- _WHAT YOU NEED TO DO_: A word-for-word transcription of every record is needed.

- _RECORDS FOR THIS EXERCISE_:

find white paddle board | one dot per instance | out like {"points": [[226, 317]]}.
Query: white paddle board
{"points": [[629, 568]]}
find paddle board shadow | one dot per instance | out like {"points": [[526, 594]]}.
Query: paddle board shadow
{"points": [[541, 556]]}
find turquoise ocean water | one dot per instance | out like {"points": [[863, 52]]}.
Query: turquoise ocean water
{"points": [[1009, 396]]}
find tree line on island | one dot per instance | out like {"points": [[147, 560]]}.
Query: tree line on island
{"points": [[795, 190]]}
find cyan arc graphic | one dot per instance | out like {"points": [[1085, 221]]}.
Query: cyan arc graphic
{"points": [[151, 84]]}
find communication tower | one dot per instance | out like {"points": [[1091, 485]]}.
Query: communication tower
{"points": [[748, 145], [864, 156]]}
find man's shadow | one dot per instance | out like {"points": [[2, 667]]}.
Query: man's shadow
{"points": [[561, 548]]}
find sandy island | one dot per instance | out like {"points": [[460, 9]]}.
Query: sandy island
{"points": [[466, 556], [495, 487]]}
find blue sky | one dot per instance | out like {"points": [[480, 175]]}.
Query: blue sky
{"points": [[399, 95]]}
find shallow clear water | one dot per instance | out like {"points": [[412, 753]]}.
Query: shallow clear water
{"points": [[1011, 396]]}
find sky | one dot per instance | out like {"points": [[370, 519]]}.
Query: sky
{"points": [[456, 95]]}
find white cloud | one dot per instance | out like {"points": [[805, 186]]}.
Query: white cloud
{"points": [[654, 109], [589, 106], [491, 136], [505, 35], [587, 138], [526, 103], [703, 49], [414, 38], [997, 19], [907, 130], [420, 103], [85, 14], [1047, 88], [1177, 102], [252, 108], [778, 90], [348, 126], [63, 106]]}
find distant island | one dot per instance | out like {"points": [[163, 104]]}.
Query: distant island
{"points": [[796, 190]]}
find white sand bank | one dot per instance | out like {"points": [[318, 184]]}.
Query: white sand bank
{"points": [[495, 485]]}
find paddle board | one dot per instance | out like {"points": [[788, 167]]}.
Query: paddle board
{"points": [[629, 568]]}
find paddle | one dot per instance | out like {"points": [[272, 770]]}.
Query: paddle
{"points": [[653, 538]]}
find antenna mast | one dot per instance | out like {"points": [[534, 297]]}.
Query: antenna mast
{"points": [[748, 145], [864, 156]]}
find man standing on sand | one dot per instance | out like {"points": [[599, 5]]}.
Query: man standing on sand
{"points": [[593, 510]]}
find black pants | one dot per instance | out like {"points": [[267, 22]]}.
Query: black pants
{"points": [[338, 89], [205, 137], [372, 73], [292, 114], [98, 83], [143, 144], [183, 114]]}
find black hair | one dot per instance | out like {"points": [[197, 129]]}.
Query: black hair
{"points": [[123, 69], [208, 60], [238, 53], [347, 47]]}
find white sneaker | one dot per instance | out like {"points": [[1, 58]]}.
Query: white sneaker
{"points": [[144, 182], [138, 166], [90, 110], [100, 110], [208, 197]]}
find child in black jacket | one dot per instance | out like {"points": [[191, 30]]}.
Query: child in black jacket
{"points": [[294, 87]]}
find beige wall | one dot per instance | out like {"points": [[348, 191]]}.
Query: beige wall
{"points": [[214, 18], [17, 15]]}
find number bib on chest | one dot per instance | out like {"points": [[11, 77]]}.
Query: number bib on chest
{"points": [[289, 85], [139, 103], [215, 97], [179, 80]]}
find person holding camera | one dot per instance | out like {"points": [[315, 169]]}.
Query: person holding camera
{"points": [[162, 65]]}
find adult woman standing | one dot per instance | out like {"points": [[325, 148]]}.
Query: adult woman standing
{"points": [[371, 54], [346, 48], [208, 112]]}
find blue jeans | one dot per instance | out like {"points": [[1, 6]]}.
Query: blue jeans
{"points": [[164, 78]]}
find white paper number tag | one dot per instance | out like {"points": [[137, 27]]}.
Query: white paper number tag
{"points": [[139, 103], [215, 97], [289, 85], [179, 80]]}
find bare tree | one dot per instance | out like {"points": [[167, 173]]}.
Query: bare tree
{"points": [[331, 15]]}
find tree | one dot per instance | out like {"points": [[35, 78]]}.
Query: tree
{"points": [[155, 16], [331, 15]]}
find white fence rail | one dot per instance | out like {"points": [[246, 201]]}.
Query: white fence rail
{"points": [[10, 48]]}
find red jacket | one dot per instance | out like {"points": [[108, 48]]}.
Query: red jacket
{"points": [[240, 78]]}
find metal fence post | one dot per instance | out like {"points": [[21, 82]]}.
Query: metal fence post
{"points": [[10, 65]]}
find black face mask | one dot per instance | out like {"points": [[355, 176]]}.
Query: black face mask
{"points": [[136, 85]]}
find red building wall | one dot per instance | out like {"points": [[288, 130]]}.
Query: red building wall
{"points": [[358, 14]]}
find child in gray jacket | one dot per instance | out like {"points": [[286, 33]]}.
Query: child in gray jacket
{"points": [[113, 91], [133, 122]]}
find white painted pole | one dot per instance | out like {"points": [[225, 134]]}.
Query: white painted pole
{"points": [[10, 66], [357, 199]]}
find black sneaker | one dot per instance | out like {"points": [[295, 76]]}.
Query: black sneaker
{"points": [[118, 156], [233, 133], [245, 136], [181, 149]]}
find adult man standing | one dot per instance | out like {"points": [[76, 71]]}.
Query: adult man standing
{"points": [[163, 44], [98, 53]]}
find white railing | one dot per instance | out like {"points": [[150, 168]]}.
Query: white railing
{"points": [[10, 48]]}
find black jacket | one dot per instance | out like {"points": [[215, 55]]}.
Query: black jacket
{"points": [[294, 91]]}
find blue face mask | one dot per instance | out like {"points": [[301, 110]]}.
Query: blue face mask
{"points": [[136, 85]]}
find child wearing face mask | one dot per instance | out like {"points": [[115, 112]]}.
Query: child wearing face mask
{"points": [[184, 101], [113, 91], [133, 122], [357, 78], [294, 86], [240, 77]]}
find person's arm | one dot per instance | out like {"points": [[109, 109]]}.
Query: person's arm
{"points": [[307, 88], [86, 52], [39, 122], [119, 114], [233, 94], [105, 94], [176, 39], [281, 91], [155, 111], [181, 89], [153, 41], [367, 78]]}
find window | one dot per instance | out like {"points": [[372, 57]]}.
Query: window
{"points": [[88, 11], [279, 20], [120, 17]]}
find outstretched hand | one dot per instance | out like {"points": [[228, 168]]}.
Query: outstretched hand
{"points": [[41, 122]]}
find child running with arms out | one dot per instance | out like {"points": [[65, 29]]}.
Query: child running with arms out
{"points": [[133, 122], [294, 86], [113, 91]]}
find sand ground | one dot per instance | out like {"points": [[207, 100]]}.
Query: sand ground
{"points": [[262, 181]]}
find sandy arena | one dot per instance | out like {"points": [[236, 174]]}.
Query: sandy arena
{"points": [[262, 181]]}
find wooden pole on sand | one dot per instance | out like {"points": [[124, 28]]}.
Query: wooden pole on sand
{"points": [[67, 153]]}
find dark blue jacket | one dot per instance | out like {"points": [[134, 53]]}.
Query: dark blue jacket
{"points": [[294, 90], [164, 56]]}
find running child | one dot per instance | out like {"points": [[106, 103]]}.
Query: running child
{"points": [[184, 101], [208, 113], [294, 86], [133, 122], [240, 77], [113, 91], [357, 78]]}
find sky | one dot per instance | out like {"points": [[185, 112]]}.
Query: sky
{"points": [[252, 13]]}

- _TASK RESULT_:
find white paddle board | one dot per instance | out like {"points": [[226, 317]]}.
Query: white paddle board
{"points": [[629, 568]]}
find paddle board shadow | one dot per instance | out like {"points": [[526, 594]]}.
Query: paddle board shadow
{"points": [[541, 556]]}
find turquoise ocean water | one dot per instance | out like {"points": [[863, 52]]}.
Query: turquoise ocean water
{"points": [[1009, 396]]}
find tree line on island | one dot per instance | out like {"points": [[147, 560]]}.
Query: tree line on island
{"points": [[795, 190]]}
find cyan arc graphic | one dot per instance | out like {"points": [[1085, 221]]}.
Query: cyan arc graphic
{"points": [[151, 84]]}
find communication tower | one dot per instance | out like {"points": [[1091, 485]]}.
Query: communication tower
{"points": [[748, 145], [864, 156]]}
find man's shadow | one dot per instance | out like {"points": [[2, 667]]}.
Query: man's shadow
{"points": [[561, 548]]}
find sandy island | one dot per instance | out like {"points": [[460, 9]]}.
Query: sandy island
{"points": [[466, 556], [495, 487]]}
find blue sky | one dot per instance | out like {"points": [[480, 175]]}.
Query: blue sky
{"points": [[399, 95]]}
find shallow clear water | one dot per instance | out like {"points": [[412, 753]]}.
Query: shallow clear water
{"points": [[1011, 396]]}
find sky | one dot per instance | out like {"points": [[370, 519]]}.
Query: sky
{"points": [[456, 95]]}
find white cloud | one dot per instance | out like {"points": [[805, 186]]}.
Query: white cloud
{"points": [[654, 109], [589, 106], [491, 136], [505, 35], [587, 138], [526, 103], [703, 49], [414, 38], [997, 19], [907, 130], [420, 103], [85, 14], [1047, 88], [1177, 102], [252, 108], [778, 90], [348, 126], [63, 106]]}
find distant island | one dot per instance | out like {"points": [[163, 104]]}.
Query: distant island
{"points": [[796, 190]]}
find white sand bank | one dot per instance | out like {"points": [[318, 184]]}.
Query: white sand bank
{"points": [[495, 485]]}
find paddle board | one dot per instance | out like {"points": [[788, 167]]}.
Query: paddle board
{"points": [[629, 568]]}
find paddle | one dot per instance | out like {"points": [[272, 770]]}.
Query: paddle
{"points": [[653, 538]]}
find antenna mast | one dot per instance | out like {"points": [[534, 297]]}.
Query: antenna mast
{"points": [[748, 145], [864, 156]]}
find man standing on sand | one dot per instance | out like {"points": [[599, 5]]}.
Query: man standing on sand
{"points": [[593, 510]]}
find black pants | one dot per instance | out like {"points": [[267, 22]]}.
Query: black pants
{"points": [[338, 89], [205, 137], [372, 73], [292, 114], [98, 83], [143, 144], [183, 114]]}
find black hair | one dot per instance | out like {"points": [[197, 129]]}.
Query: black hair
{"points": [[123, 69], [208, 60], [238, 53], [347, 47]]}
find white sneaker | one dot per instance | out like {"points": [[1, 58]]}.
Query: white sneaker
{"points": [[144, 182], [138, 166], [90, 110], [100, 110], [208, 197]]}
find child in black jacket | one dot per instance | out like {"points": [[191, 30]]}.
Query: child in black jacket
{"points": [[294, 87]]}
find beige wall | one dot per instance | out like {"points": [[348, 191]]}.
Query: beige wall
{"points": [[214, 18], [17, 15]]}
find number bib on chest | one dot per instance | out like {"points": [[11, 77]]}.
Query: number bib on chest
{"points": [[289, 85], [139, 103], [215, 97], [179, 80]]}
find person holding camera | one dot per instance | out like {"points": [[315, 169]]}.
Query: person holding camera
{"points": [[162, 65]]}
find adult woman standing | one dot per instance | out like {"points": [[325, 148]]}.
Query: adult woman standing
{"points": [[371, 54], [346, 48], [208, 112]]}
find blue jeans | one dot per instance | out like {"points": [[1, 6]]}.
Query: blue jeans
{"points": [[164, 78]]}
find white paper number tag | one dot per instance | out like {"points": [[137, 27]]}.
Query: white paper number tag
{"points": [[139, 103], [215, 97], [289, 85], [179, 80]]}
find bare tree | one dot per instance | out like {"points": [[167, 173]]}.
Query: bare tree
{"points": [[331, 15]]}
find tree | one dot per instance | out like {"points": [[35, 78]]}.
Query: tree
{"points": [[155, 16], [331, 15]]}
find white fence rail | one dot per instance | out like {"points": [[246, 201]]}.
Query: white fence rail
{"points": [[10, 48]]}
find red jacket | one dot per instance | out like {"points": [[108, 48]]}.
Query: red jacket
{"points": [[240, 78]]}
find metal fence post | one dot per instance | out like {"points": [[21, 82]]}.
Query: metal fence post
{"points": [[10, 65]]}
find black face mask | one dot per instance | out like {"points": [[355, 176]]}.
Query: black face mask
{"points": [[136, 85]]}
find red building wall | one dot per instance | out like {"points": [[288, 130]]}.
Query: red building wall
{"points": [[358, 14]]}
find child in gray jacket | one dot per instance | out like {"points": [[286, 33]]}.
Query: child in gray jacket
{"points": [[113, 91], [133, 122]]}
find white painted pole | one dot per instance | out like {"points": [[225, 134]]}.
Query: white painted pole
{"points": [[10, 66], [357, 199]]}
find black sneaker | one dot per instance | out like {"points": [[295, 76]]}.
Query: black sneaker
{"points": [[118, 156], [233, 133], [245, 136], [181, 149]]}
find adult man standing | one dot per instance | out like {"points": [[76, 71]]}.
Query: adult man standing
{"points": [[163, 44], [98, 53]]}
find white railing | one dot per instance | out like {"points": [[150, 168]]}.
Query: white railing
{"points": [[10, 48]]}
find black jacket | one dot per instance | out like {"points": [[215, 55]]}.
Query: black jacket
{"points": [[294, 91]]}
find blue face mask | one dot per instance | out like {"points": [[301, 110]]}.
Query: blue face mask
{"points": [[136, 85]]}
find child wearing face mask | one dot per instance | out like {"points": [[115, 112]]}.
Query: child wearing face mask
{"points": [[184, 101], [113, 91], [133, 122], [357, 78], [294, 86], [240, 77]]}
find person's arm | one dot per instance | out like {"points": [[109, 109]]}.
Query: person's arm
{"points": [[307, 88], [86, 52], [39, 122], [119, 114], [233, 94], [105, 94], [176, 39], [281, 91], [155, 111], [181, 89], [153, 41], [367, 78]]}
find window | one dot per instance | out like {"points": [[372, 57]]}.
Query: window
{"points": [[88, 11], [279, 20], [120, 17]]}
find outstretched hand | one dot per instance | out like {"points": [[228, 168]]}.
Query: outstretched hand
{"points": [[41, 122]]}
find child running with arms out | one dot per instance | out like {"points": [[65, 29]]}.
Query: child running with arms out
{"points": [[133, 122], [294, 86], [113, 91]]}
find sand ground | one dot per instance | out like {"points": [[207, 100]]}.
Query: sand ground
{"points": [[262, 181]]}
find sandy arena | one dot per instance | out like {"points": [[236, 174]]}.
Query: sandy arena
{"points": [[262, 181]]}
find wooden pole on sand | one dot per instance | out like {"points": [[124, 28]]}.
Query: wooden pole on sand
{"points": [[67, 153]]}
find dark blue jacket | one dot per instance | out like {"points": [[134, 53]]}.
Query: dark blue jacket
{"points": [[294, 90], [164, 56]]}
find running child | one dot per instance | out like {"points": [[106, 103]]}.
Query: running child
{"points": [[184, 101], [208, 113], [294, 86], [133, 122], [240, 77], [113, 91], [357, 78]]}
find sky | one dot per instance | out like {"points": [[185, 112]]}.
Query: sky
{"points": [[252, 13]]}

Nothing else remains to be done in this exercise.